___ Data for processing

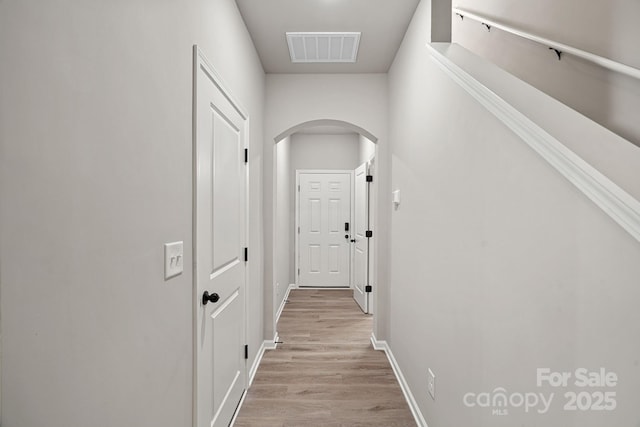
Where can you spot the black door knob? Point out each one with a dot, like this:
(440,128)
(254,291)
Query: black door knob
(206,298)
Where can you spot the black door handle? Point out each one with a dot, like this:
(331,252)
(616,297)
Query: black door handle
(206,298)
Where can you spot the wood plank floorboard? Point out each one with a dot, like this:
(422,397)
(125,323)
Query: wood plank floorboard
(325,373)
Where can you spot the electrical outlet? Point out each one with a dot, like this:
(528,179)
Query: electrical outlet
(431,384)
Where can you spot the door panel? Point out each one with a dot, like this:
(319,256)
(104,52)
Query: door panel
(219,238)
(361,244)
(324,202)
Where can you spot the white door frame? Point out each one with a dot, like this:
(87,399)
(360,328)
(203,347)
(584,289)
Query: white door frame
(297,219)
(201,62)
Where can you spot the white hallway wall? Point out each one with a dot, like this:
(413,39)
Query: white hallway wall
(513,269)
(360,99)
(95,175)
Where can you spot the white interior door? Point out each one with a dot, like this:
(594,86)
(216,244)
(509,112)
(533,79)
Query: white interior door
(361,244)
(219,235)
(324,211)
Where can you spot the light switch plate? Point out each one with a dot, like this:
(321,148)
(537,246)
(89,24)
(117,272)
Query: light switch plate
(173,259)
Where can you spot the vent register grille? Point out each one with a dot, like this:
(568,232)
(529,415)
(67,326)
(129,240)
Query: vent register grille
(323,47)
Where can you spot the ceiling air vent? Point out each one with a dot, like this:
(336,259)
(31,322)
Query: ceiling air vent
(323,47)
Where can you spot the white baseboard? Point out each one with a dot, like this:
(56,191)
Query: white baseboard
(382,345)
(284,301)
(271,344)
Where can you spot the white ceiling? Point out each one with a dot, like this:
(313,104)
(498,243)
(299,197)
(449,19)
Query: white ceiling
(381,22)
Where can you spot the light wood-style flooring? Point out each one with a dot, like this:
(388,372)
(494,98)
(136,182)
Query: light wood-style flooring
(325,373)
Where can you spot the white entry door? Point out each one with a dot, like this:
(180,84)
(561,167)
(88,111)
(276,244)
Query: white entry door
(219,234)
(361,244)
(324,227)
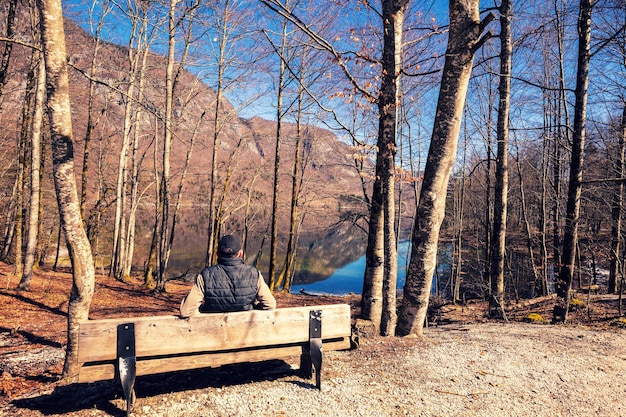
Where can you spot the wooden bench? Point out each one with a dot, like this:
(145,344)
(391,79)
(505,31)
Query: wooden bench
(123,348)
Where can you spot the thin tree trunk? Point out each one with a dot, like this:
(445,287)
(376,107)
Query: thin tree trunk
(59,114)
(167,144)
(8,48)
(279,119)
(498,250)
(35,175)
(463,40)
(616,209)
(570,236)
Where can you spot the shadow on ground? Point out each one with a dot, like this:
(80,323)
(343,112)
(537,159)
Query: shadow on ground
(100,395)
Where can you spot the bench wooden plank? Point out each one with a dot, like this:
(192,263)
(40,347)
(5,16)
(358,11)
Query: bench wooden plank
(106,371)
(170,335)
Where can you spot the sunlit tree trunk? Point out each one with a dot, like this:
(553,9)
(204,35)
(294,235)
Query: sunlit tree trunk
(279,121)
(379,281)
(616,209)
(286,272)
(570,235)
(463,40)
(167,145)
(59,114)
(35,175)
(498,250)
(8,48)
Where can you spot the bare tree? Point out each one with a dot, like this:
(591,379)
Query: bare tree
(35,174)
(498,250)
(59,115)
(570,236)
(463,40)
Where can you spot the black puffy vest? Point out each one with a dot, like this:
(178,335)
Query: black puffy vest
(230,285)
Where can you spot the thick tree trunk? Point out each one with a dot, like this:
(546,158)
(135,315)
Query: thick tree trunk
(463,40)
(379,281)
(570,236)
(59,114)
(498,249)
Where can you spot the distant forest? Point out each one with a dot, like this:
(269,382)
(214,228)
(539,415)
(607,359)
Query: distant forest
(491,135)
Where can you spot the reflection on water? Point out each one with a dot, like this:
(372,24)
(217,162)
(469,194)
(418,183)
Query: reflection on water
(349,279)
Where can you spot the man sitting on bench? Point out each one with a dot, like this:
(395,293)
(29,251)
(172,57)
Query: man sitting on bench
(230,285)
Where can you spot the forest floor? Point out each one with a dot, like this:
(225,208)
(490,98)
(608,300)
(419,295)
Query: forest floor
(465,365)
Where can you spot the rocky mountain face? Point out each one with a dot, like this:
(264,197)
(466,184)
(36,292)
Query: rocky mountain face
(331,188)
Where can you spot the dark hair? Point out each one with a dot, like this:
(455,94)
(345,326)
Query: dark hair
(228,246)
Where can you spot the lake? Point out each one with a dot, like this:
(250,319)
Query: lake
(349,279)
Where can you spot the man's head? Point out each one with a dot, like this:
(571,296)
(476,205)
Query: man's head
(229,246)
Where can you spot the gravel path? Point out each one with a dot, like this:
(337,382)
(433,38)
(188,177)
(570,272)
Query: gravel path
(471,370)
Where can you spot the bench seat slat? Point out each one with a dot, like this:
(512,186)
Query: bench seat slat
(151,366)
(170,335)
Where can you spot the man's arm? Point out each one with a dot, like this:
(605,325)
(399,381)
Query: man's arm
(190,306)
(264,296)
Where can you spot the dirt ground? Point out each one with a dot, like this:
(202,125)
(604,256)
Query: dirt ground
(33,334)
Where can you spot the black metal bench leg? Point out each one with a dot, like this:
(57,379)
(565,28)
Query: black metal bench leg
(315,344)
(127,362)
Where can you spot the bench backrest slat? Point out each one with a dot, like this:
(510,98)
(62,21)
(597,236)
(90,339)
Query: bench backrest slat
(168,335)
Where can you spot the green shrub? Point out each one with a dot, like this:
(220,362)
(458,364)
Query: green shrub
(534,318)
(576,304)
(621,323)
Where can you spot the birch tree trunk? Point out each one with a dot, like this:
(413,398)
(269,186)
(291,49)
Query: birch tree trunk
(570,235)
(616,209)
(498,248)
(59,115)
(35,158)
(463,40)
(279,121)
(167,144)
(379,281)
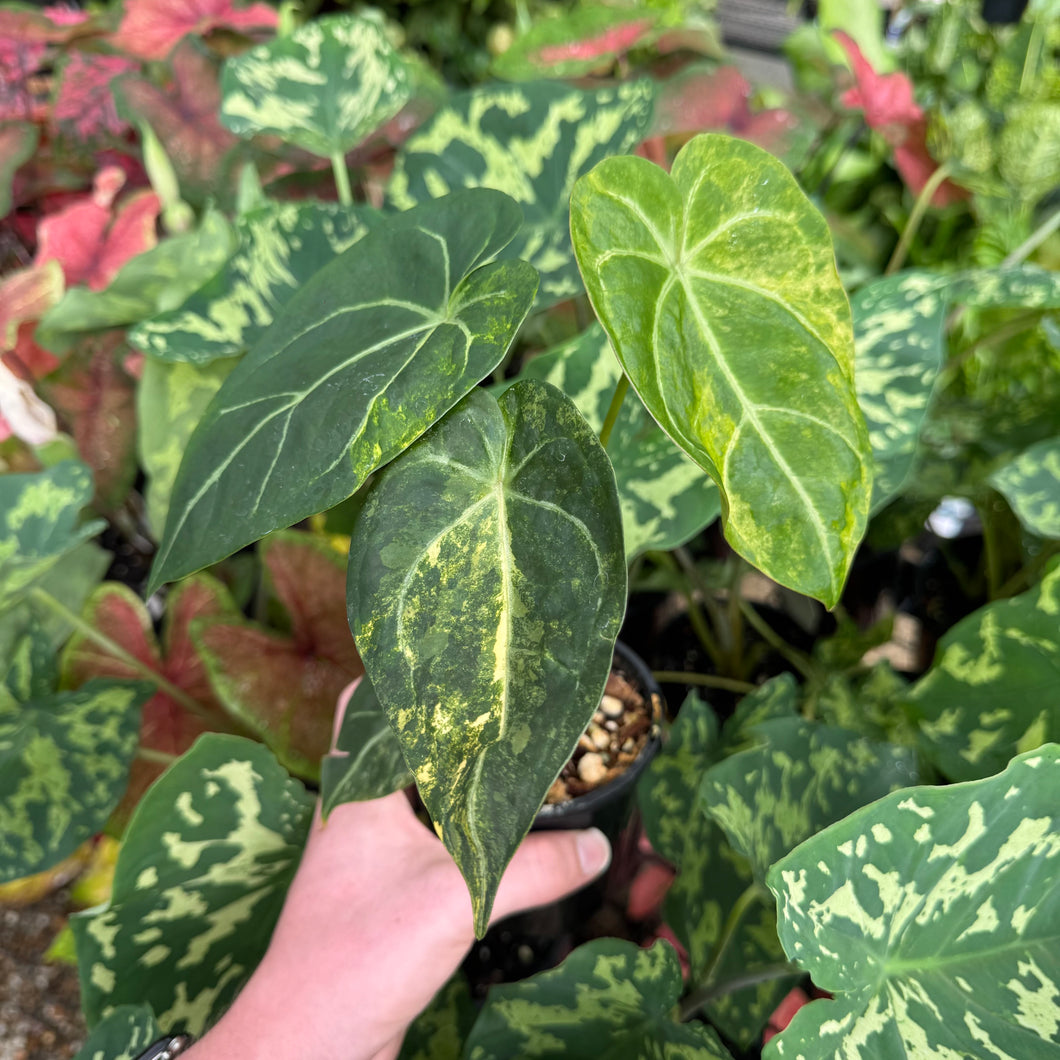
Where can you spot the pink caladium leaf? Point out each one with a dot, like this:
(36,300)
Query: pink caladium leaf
(151,29)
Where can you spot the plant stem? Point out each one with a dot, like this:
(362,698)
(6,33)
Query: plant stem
(919,209)
(101,639)
(613,409)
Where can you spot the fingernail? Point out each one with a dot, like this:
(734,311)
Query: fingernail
(594,851)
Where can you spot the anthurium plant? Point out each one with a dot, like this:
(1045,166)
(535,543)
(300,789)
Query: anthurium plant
(417,423)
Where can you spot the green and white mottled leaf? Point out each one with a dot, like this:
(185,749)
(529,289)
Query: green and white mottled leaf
(64,764)
(719,292)
(369,763)
(666,498)
(994,687)
(802,777)
(199,883)
(531,141)
(324,87)
(281,245)
(487,584)
(608,1000)
(934,918)
(1030,483)
(38,524)
(367,355)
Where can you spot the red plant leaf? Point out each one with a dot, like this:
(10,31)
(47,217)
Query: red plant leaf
(152,28)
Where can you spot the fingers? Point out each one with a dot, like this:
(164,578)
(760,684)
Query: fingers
(549,866)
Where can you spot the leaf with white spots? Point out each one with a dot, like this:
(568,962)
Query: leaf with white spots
(933,917)
(487,584)
(199,883)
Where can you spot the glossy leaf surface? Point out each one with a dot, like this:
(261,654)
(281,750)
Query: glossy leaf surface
(375,348)
(199,883)
(323,87)
(487,583)
(933,917)
(718,289)
(532,142)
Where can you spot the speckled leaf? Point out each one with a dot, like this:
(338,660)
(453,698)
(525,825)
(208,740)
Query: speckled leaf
(280,246)
(994,686)
(38,524)
(369,762)
(64,762)
(933,918)
(802,777)
(532,142)
(666,498)
(323,87)
(1030,483)
(719,292)
(375,348)
(199,882)
(607,1000)
(487,583)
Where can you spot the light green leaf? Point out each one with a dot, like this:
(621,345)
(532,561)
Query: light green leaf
(369,353)
(324,87)
(608,1000)
(64,764)
(532,142)
(666,498)
(933,918)
(994,686)
(487,583)
(199,883)
(718,289)
(281,245)
(1030,483)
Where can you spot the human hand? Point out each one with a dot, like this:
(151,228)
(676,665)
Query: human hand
(375,921)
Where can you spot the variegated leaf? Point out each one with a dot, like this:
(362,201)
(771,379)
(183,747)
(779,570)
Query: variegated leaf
(531,141)
(666,498)
(994,686)
(324,87)
(375,348)
(367,761)
(1030,483)
(199,883)
(719,292)
(932,916)
(64,764)
(487,583)
(608,999)
(281,245)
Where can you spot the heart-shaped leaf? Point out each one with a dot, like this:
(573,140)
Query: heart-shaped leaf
(932,917)
(199,883)
(323,87)
(487,583)
(719,292)
(367,355)
(531,142)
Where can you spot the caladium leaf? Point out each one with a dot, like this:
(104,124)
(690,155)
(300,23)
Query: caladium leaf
(487,583)
(532,142)
(324,87)
(932,917)
(666,498)
(64,762)
(198,886)
(281,245)
(1030,483)
(718,289)
(368,354)
(607,1000)
(994,687)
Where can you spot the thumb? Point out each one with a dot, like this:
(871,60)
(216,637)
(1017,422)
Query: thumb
(549,866)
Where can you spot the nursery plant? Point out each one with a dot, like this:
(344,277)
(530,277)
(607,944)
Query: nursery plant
(312,377)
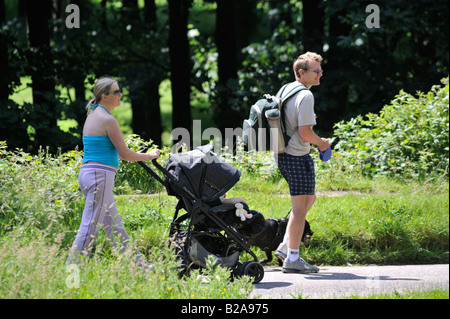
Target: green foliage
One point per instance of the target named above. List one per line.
(408, 139)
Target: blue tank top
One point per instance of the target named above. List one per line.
(99, 148)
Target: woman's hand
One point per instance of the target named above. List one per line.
(153, 154)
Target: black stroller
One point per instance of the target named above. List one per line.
(208, 228)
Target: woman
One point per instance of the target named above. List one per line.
(103, 146)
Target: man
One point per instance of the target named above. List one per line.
(296, 164)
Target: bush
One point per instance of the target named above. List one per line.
(408, 139)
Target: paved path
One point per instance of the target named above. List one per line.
(338, 282)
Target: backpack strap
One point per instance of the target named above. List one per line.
(291, 89)
(294, 88)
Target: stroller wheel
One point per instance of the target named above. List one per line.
(253, 269)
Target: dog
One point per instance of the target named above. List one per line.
(272, 236)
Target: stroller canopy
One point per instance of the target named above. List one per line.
(199, 174)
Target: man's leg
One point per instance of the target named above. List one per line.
(301, 204)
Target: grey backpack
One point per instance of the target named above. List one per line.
(265, 129)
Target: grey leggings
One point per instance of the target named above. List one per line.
(97, 182)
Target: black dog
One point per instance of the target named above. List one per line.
(272, 236)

______

The lines to reproduce run from the one that contains "Target: woman's hand" through the last line above; copy them exactly.

▶ Exercise output:
Target: woman's hand
One point per instance of the target named above. List one per line.
(153, 154)
Target: black stroller
One point per instance of the target named above. List one per line.
(208, 228)
Target: woman
One point per instance of the target named above. List one per line.
(103, 146)
Target: man
One point per instance of the target named above. List one per line.
(296, 164)
Target: bush
One point per instance of the target named above. List one per line.
(408, 139)
Target: paved path
One point per instance of the target named above. List one per line.
(338, 282)
Target: backpack strap
One point per instance of the target named above. List one per line.
(291, 89)
(294, 88)
Target: stroller wheel
One point per instance of the target named above. List one per line.
(253, 269)
Target: dog
One point per instance of the target named above. List one per line.
(272, 236)
Target: stroller canopy
One point per instance of the target named above. List one per line.
(199, 174)
Target: man's leg
One point per instance of the target named above. List one per line.
(301, 204)
Target: grey backpack
One point per instance of the target named above. List one per line.
(265, 129)
Target: grey leggings
One point per instance of the target named above. List one per line.
(97, 182)
Target: black dog
One point per instance of the target named above. List one per line.
(272, 236)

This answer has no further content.